(Annotated coordinate records)
+---+
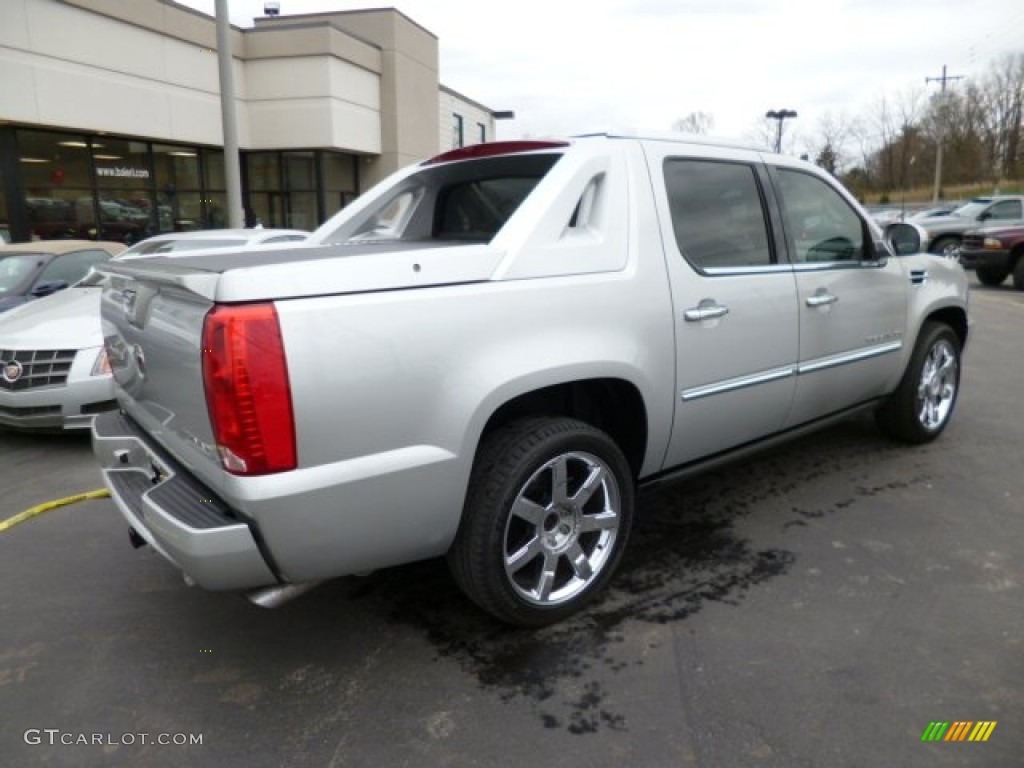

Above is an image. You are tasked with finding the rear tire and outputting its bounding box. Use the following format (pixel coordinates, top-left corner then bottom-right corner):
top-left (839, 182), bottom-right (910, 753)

top-left (449, 418), bottom-right (634, 627)
top-left (876, 323), bottom-right (961, 443)
top-left (974, 266), bottom-right (1017, 286)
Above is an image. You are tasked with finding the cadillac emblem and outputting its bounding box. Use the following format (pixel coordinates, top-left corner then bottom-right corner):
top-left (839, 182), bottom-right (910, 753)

top-left (3, 360), bottom-right (25, 384)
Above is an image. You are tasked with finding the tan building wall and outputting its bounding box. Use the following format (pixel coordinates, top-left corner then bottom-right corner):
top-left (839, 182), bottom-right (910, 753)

top-left (437, 85), bottom-right (495, 152)
top-left (0, 0), bottom-right (493, 171)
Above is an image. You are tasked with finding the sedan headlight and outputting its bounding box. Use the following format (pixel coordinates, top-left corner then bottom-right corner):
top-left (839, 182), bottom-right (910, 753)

top-left (91, 347), bottom-right (111, 376)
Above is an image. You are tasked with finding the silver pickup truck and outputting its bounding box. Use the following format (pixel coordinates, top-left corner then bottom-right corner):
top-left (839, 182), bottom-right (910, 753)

top-left (93, 135), bottom-right (969, 626)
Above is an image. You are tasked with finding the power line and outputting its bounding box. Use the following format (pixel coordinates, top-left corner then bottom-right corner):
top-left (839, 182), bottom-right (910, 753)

top-left (925, 65), bottom-right (965, 203)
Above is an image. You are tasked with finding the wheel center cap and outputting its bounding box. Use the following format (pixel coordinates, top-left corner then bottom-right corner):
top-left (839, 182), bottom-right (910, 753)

top-left (541, 505), bottom-right (580, 554)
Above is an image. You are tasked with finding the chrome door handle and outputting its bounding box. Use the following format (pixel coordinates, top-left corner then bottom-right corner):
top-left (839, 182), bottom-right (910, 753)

top-left (683, 299), bottom-right (729, 323)
top-left (807, 288), bottom-right (839, 306)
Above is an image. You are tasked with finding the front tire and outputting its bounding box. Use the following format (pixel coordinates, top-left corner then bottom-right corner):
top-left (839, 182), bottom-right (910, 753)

top-left (876, 323), bottom-right (961, 443)
top-left (974, 265), bottom-right (1017, 286)
top-left (449, 418), bottom-right (634, 627)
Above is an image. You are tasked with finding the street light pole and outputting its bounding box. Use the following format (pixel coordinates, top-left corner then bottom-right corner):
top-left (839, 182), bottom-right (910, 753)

top-left (765, 110), bottom-right (798, 155)
top-left (216, 0), bottom-right (246, 228)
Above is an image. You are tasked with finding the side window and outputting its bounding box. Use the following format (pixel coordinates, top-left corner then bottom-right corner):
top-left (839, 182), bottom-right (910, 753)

top-left (988, 200), bottom-right (1024, 219)
top-left (665, 158), bottom-right (772, 270)
top-left (263, 234), bottom-right (306, 243)
top-left (36, 250), bottom-right (111, 286)
top-left (777, 168), bottom-right (866, 262)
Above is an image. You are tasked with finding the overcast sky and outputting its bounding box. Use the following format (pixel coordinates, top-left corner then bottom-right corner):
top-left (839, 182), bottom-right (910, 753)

top-left (179, 0), bottom-right (1024, 148)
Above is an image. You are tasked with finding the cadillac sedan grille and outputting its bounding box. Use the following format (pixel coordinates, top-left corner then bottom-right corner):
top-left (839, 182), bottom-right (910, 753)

top-left (0, 349), bottom-right (77, 391)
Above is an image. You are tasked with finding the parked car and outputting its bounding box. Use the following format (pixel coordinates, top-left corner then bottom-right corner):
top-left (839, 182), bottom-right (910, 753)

top-left (0, 229), bottom-right (308, 429)
top-left (906, 206), bottom-right (956, 222)
top-left (92, 135), bottom-right (969, 626)
top-left (0, 240), bottom-right (125, 316)
top-left (913, 195), bottom-right (1024, 259)
top-left (961, 222), bottom-right (1024, 291)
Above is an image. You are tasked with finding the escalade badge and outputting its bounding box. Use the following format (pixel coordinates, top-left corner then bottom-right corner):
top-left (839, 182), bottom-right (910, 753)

top-left (121, 290), bottom-right (138, 325)
top-left (3, 360), bottom-right (25, 384)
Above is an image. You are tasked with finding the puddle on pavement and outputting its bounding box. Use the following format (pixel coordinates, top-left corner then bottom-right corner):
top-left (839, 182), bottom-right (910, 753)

top-left (351, 425), bottom-right (923, 734)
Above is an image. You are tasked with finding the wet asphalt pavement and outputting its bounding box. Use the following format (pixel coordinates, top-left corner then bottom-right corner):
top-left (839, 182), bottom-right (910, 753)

top-left (0, 278), bottom-right (1024, 768)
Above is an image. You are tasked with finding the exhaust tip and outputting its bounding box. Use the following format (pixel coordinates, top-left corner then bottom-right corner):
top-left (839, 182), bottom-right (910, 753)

top-left (246, 582), bottom-right (319, 608)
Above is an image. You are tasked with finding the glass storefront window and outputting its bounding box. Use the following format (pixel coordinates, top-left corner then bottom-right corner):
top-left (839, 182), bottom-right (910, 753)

top-left (16, 130), bottom-right (96, 240)
top-left (0, 169), bottom-right (10, 246)
top-left (203, 150), bottom-right (227, 191)
top-left (282, 152), bottom-right (316, 191)
top-left (92, 136), bottom-right (152, 244)
top-left (323, 152), bottom-right (358, 218)
top-left (153, 144), bottom-right (203, 232)
top-left (285, 191), bottom-right (317, 230)
top-left (199, 193), bottom-right (227, 229)
top-left (17, 130), bottom-right (92, 190)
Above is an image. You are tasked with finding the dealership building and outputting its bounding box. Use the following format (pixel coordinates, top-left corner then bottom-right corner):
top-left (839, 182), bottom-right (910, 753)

top-left (0, 0), bottom-right (507, 242)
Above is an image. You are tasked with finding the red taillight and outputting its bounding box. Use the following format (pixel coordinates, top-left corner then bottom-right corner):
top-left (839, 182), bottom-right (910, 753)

top-left (203, 304), bottom-right (296, 475)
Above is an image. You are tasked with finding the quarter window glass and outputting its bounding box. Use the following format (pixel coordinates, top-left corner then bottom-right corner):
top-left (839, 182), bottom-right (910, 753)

top-left (988, 200), bottom-right (1024, 219)
top-left (778, 169), bottom-right (864, 262)
top-left (665, 159), bottom-right (772, 269)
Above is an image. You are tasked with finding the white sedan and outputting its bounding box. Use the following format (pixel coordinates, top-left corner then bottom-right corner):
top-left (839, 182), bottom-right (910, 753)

top-left (0, 229), bottom-right (308, 429)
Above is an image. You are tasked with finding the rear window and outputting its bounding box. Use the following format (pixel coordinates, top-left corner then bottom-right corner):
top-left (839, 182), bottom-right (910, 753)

top-left (323, 153), bottom-right (561, 243)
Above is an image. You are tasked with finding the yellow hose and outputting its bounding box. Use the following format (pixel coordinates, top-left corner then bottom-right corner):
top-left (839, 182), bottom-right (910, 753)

top-left (0, 488), bottom-right (111, 534)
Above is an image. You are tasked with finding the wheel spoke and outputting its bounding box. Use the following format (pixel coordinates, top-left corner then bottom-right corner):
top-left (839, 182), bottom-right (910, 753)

top-left (572, 466), bottom-right (604, 509)
top-left (565, 542), bottom-right (594, 582)
top-left (505, 536), bottom-right (542, 573)
top-left (537, 552), bottom-right (558, 602)
top-left (580, 510), bottom-right (618, 534)
top-left (551, 456), bottom-right (569, 504)
top-left (512, 496), bottom-right (546, 527)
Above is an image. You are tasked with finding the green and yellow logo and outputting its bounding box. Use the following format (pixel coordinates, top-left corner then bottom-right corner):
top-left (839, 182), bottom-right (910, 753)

top-left (921, 720), bottom-right (995, 741)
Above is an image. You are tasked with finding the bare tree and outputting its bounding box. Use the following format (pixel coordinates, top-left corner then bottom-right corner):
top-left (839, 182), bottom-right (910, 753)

top-left (804, 112), bottom-right (854, 176)
top-left (672, 112), bottom-right (715, 135)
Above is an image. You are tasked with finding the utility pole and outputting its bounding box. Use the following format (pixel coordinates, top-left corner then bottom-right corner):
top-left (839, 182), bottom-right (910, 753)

top-left (216, 0), bottom-right (246, 228)
top-left (925, 65), bottom-right (964, 203)
top-left (765, 110), bottom-right (797, 155)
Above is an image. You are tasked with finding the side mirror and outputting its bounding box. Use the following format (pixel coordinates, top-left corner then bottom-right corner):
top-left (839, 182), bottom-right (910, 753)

top-left (885, 221), bottom-right (928, 256)
top-left (29, 280), bottom-right (68, 299)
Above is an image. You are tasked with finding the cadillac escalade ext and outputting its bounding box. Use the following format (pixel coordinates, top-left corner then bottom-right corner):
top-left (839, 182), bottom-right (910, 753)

top-left (93, 134), bottom-right (969, 626)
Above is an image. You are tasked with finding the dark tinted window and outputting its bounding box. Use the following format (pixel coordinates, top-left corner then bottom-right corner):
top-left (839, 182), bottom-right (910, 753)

top-left (434, 178), bottom-right (540, 241)
top-left (0, 253), bottom-right (46, 296)
top-left (665, 159), bottom-right (772, 269)
top-left (777, 169), bottom-right (865, 262)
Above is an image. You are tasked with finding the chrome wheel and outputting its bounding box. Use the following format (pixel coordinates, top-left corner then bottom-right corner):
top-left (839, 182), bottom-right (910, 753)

top-left (504, 452), bottom-right (622, 605)
top-left (918, 338), bottom-right (959, 432)
top-left (942, 241), bottom-right (961, 261)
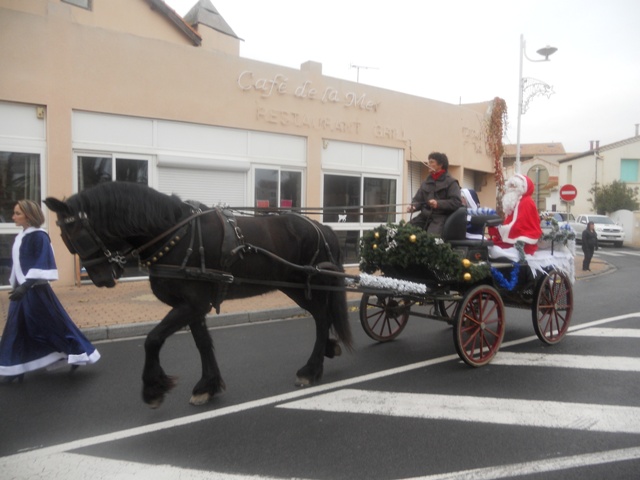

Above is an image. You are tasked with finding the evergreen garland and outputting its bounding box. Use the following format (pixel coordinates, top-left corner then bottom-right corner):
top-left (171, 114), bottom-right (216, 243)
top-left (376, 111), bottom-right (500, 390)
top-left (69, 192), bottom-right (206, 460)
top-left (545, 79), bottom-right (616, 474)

top-left (485, 97), bottom-right (507, 217)
top-left (360, 220), bottom-right (491, 281)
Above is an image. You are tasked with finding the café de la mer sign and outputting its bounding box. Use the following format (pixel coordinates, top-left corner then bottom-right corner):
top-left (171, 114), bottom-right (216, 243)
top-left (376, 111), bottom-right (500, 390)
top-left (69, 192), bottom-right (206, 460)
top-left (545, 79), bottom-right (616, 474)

top-left (238, 70), bottom-right (379, 112)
+---+
Short exercise: Format the lines starting with the one containing "Above is an image. You are tasked with finding the escalade" and going on through the one containing "top-left (0, 278), bottom-right (1024, 768)" as a numbered list, leaving out blank lines.

Result below:
1. Above is an image. You are tasked with finding the escalade badge and outputting its bounding box. Use the following format (pixel coordinates, top-left corner then bottom-right corner):
2. top-left (839, 182), bottom-right (910, 753)
3. top-left (121, 290), bottom-right (138, 325)
4. top-left (3, 360), bottom-right (25, 384)
5. Above is an image. You are tasked with finding the puddle on pavement and outputting its bounding box. Use the following format (pixel coordinates, top-left corner then bottom-right corner):
6. top-left (839, 182), bottom-right (910, 753)
7. top-left (351, 425), bottom-right (923, 734)
8. Above is an image. You are tasked with finding the wet asphalt pavement and outputting its bounding box. Use the following format (pixel coordinates, top-left corner then bottom-right corner):
9. top-left (839, 182), bottom-right (910, 753)
10. top-left (0, 278), bottom-right (1024, 768)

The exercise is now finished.